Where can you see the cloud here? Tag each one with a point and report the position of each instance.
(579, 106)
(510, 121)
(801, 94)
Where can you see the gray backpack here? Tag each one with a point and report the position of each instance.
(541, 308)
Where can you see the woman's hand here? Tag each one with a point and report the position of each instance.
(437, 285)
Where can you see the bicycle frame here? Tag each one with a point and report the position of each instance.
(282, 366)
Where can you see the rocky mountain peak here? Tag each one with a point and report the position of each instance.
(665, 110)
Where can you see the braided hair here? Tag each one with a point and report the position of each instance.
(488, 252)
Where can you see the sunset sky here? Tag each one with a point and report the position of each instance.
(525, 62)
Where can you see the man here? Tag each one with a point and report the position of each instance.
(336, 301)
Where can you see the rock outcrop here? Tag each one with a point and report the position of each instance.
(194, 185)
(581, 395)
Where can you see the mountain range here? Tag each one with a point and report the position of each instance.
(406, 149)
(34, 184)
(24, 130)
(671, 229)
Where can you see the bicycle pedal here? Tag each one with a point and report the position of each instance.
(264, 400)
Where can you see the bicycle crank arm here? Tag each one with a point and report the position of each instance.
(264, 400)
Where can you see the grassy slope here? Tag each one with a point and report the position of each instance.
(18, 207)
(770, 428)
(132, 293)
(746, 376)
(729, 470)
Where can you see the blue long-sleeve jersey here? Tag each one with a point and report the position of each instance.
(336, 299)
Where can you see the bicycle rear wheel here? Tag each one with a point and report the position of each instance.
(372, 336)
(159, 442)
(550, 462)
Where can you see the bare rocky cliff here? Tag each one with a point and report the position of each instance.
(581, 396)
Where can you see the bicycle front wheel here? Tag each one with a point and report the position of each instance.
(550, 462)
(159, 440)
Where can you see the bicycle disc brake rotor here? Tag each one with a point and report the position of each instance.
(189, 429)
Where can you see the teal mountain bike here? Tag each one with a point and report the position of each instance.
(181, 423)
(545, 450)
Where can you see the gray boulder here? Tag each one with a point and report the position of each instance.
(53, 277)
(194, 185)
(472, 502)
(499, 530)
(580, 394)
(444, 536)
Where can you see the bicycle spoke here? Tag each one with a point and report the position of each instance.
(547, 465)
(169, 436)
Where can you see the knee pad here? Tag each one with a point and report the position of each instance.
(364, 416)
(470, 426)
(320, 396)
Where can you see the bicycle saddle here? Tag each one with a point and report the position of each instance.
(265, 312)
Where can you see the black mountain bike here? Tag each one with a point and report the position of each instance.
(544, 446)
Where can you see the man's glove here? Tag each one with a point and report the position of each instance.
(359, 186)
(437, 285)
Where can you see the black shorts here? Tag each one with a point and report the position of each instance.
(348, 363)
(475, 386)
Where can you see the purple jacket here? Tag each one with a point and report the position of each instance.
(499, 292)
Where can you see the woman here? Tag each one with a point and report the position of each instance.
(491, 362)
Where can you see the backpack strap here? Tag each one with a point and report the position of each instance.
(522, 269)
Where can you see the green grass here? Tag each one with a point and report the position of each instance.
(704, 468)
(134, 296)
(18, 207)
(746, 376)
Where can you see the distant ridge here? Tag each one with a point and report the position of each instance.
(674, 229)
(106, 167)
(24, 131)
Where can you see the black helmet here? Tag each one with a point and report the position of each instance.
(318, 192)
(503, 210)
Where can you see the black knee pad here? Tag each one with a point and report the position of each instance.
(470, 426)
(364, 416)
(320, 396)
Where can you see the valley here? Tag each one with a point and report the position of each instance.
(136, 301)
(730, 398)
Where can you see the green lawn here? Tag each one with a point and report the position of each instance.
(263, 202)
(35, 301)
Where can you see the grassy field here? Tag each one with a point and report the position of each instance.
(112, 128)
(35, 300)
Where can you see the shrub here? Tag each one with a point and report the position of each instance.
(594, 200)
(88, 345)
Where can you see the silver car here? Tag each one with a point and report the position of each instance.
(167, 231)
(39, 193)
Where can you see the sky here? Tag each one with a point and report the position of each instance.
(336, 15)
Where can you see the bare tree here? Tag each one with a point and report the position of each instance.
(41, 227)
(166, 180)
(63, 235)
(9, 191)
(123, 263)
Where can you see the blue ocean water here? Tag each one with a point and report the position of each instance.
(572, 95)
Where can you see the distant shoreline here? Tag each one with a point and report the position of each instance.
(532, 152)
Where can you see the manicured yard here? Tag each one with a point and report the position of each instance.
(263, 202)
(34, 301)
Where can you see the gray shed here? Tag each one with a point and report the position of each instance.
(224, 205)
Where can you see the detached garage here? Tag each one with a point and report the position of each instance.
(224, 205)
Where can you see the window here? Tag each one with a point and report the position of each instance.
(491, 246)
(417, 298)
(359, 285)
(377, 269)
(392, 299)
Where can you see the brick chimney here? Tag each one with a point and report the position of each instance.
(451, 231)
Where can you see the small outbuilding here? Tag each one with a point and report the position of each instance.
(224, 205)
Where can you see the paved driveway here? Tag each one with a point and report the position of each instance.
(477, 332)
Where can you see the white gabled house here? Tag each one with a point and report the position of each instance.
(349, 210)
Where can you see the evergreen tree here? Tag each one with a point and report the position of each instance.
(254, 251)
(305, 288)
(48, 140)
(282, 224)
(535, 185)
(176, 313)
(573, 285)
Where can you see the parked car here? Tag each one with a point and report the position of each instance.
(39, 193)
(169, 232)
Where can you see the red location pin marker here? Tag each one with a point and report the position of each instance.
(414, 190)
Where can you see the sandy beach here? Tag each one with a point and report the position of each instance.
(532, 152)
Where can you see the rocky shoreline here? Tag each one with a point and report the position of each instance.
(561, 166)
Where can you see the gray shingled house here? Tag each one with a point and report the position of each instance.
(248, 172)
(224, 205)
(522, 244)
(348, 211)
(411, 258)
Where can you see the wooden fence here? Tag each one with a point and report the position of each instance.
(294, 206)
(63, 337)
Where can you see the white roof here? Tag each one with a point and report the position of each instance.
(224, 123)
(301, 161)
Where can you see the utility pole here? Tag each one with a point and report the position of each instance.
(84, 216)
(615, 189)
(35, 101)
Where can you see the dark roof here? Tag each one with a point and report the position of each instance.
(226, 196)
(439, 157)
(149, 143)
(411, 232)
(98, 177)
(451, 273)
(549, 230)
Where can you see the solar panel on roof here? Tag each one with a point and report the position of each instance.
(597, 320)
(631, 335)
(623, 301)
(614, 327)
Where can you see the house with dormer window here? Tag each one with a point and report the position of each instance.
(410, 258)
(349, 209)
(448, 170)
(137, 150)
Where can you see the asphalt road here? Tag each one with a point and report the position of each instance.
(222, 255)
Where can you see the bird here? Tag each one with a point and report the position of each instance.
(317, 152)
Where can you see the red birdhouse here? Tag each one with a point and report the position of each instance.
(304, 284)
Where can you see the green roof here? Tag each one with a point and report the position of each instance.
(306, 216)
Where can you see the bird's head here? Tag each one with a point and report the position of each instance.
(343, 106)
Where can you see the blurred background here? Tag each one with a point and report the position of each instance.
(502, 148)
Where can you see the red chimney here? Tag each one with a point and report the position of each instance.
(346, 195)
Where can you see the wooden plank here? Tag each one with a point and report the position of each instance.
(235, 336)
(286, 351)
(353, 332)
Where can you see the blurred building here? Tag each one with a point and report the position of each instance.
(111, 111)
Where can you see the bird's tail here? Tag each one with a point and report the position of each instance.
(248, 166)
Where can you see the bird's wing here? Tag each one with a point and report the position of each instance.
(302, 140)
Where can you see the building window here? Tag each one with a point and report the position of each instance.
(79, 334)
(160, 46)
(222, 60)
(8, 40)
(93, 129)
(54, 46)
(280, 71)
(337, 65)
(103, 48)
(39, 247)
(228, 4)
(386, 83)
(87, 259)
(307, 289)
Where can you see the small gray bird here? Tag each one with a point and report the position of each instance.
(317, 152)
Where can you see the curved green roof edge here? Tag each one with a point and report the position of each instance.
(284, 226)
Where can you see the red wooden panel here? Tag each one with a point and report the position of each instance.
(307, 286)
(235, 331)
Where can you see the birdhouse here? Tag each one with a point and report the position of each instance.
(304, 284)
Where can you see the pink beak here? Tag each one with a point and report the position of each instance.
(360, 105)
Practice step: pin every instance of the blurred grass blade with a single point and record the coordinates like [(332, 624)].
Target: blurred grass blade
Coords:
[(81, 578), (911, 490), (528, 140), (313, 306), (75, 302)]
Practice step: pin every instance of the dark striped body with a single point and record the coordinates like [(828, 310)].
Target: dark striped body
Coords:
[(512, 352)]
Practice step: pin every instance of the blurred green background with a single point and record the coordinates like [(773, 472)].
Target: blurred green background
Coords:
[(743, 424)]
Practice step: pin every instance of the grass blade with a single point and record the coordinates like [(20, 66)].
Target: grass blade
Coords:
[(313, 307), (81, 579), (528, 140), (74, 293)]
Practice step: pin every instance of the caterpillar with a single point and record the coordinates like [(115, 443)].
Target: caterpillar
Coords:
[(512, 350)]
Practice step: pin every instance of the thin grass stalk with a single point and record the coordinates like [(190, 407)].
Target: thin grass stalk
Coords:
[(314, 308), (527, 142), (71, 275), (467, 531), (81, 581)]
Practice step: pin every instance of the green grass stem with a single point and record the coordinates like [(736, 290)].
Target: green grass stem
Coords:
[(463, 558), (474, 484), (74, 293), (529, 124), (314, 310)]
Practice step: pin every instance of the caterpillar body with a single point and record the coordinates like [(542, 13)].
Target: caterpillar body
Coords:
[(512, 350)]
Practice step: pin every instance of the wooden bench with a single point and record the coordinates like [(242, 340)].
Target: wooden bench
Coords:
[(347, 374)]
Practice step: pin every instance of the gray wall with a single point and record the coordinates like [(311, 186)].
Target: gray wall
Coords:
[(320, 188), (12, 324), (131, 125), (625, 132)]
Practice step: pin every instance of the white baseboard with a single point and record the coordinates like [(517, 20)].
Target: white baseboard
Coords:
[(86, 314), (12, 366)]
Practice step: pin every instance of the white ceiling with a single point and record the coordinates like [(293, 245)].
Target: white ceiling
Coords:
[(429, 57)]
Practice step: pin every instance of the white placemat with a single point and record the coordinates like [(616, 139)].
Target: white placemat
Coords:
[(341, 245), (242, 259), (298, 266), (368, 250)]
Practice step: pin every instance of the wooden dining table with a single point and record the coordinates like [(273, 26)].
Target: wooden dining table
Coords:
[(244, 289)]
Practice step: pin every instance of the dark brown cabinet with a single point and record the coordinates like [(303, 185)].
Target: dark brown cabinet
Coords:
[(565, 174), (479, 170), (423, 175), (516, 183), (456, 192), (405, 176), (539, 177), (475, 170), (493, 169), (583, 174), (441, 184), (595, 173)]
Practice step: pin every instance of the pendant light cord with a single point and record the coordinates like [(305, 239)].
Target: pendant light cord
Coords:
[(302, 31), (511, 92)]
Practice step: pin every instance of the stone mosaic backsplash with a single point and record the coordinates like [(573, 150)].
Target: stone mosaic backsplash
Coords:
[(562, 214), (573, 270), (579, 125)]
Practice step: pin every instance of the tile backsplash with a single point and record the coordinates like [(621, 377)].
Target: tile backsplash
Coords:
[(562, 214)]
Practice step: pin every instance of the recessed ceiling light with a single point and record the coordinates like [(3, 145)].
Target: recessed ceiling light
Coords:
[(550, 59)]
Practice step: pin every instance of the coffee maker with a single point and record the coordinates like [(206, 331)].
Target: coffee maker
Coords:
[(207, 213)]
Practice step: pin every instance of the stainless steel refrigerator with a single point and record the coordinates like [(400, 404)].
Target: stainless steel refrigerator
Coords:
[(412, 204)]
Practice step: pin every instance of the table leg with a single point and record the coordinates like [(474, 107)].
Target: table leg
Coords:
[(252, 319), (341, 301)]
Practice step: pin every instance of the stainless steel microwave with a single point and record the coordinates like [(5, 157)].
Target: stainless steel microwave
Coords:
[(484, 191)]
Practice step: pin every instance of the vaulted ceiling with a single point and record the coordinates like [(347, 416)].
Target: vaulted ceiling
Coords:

○ ○ ○ ○ ○ ○ ○

-- Instructions to follow --
Search the records for the string "stone" and, wherever a line contains it, please copy that line.

-- Response below --
Practice step: pin every instance of the stone mosaic backsplash with a single point and record the coordinates like [(573, 150)].
Target: stone mosaic backsplash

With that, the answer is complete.